---- Data records
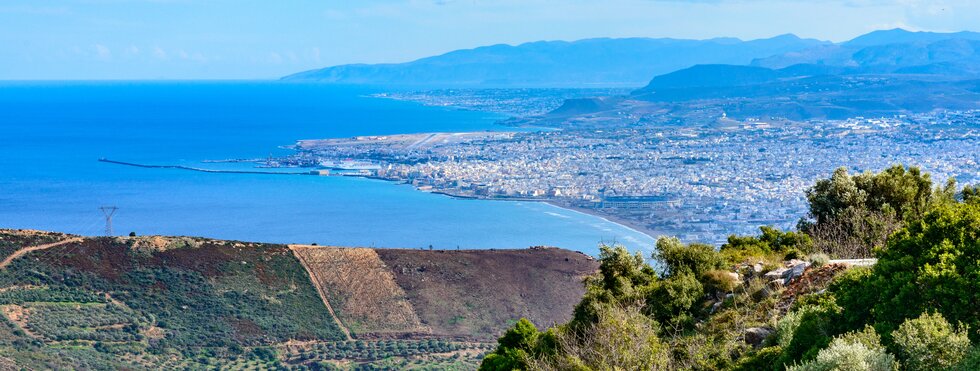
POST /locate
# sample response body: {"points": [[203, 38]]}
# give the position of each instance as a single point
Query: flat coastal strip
{"points": [[181, 167]]}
--------
- Job: Copy the material above word for word, but leave out the picture.

- Exercise solution:
POST /locate
# sample response body: {"points": [[203, 38]]}
# give the position of each instance as a single point
Query: flat coastal strip
{"points": [[181, 167]]}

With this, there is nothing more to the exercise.